*Consigne*: Pourriez-vous recopier à l'identique, dans le texte ci-dessous sur Lewis DVorkin et Forbes, le passage qui va de « Comme l’explique Zekee » à « de reconstruire Forbes. » ?

*Texte*:
+++

Bref, Lewis DVorkin semble possédé par deux obsessions: « plus cela va vite, mieux cela vaut », et « il faut en offrir toujours plus ». Autant dire, que dès sa nomination à la tête de la rédaction [son titre officiel est « Chief Product Officer »] de Forbes, il s’est empressé d’appliquer les idées qu’il avait testé à True/Slant, mais à une tout autre échelle.
Comme l’explique Zekee Turner du New York Observer, dans un article au titre explicite, Darth DVorkin Arrives at Forbes, son arrivée, son projet et ses méthodes ont suscité [et continuent de susciter] des craintes et en particulier un baisse de qualité du contenu. En effet, il n’est pas question ici d’un simple lifting mais bien de reconstruire Forbes.
Ce que met en œuvre Lewis DVorkin s’articule sur quatre points:
- le contenu. Il s’agit d’en bouleverser le modèle de production. Cela passe par un renforcement de la rédaction avec l’embauche d’une douzaine de journalistes et surtout le recrutement de 250 « contributeurs », qui peuvent être aussi bien des journalistes que des universitaires ou des chefs d’entreprise, mais qui sont tous experts dans leur domaine. L’important est que tous produisent et beaucoup, « entre 125 et 150 posts quotidiens, rédaction et contributeurs confondus ». Il est significatif qu’il ne soit pas demandé aux journalistes de tenir un blog, mais que cela leur soit imposé.
- la diminution du nombre de « couches » [layers] qui séparent les créateurs de contenus de leur lectorat. C’est la partie la plus sensible, car elle concerne la « qualité » de la production? En théorie, cela ne devrait pas toucher le magazine papier, où la qualité, la « finition » sont des notions essentielles, explique-t-il. D’ailleurs, l’édition du papier doit, estime-t-il, rester distincte du numérique, où la qualité est une notion évolutive. » À l’heure actuelle, ce qui compte c’est l’actualité; le fait de mettre à jour [ses informations] de manière permanente et itérative; la pertinence; l’agrégation; l’expression individuelle; et le dialogue. »
- l’enrichissement mutuel. Avec ce nouveau système, « Forbes construit une force répartie entre les différents contenus des créateurs qui sont autant de marques individuelles, tous étant liés aux autres sous l’ombrelle Forbes.com« . Mais il va plus loin. Il veut l’abolition des « silos » et des « barrières » qui séparent la rédaction et le marketing en particulier, veut remplacer tout cela par un « continuum ». Pour cela, il existe un programme, AdVoice: les gens du marketing bénéficient des mêmes outils que les journalistes et les contributeurs, la seule différence étant que le contenu qu’ils produisent est « clairement identifié et signalé ».
- L’importance des réseaux sociaux. Lewis DVorkin, dit clairement que la stratégie adoptée vise à créer une plateforme qui place un journalisme faisant autorité au cœur des réseaux sociaux.

+++

*Extrait de données*:
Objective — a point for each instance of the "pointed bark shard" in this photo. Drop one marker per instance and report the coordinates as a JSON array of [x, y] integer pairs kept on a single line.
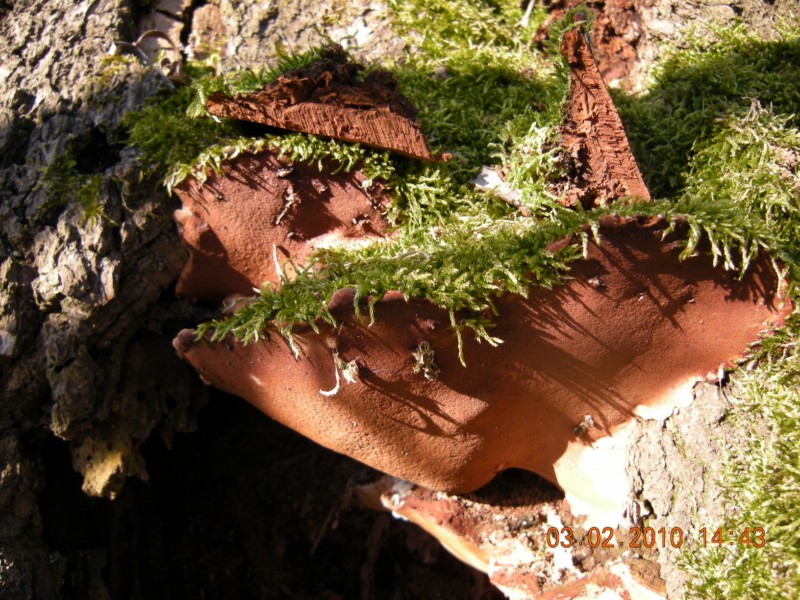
[[328, 98], [603, 166]]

+++

*Réponse*:
Comme l’explique Zekee Turner du New York Observer, dans un article au titre explicite, Darth DVorkin Arrives at Forbes, son arrivée, son projet et ses méthodes ont suscité [et continuent de susciter] des craintes et en particulier un baisse de qualité du contenu. En effet, il n’est pas question ici d’un simple lifting mais bien de reconstruire Forbes.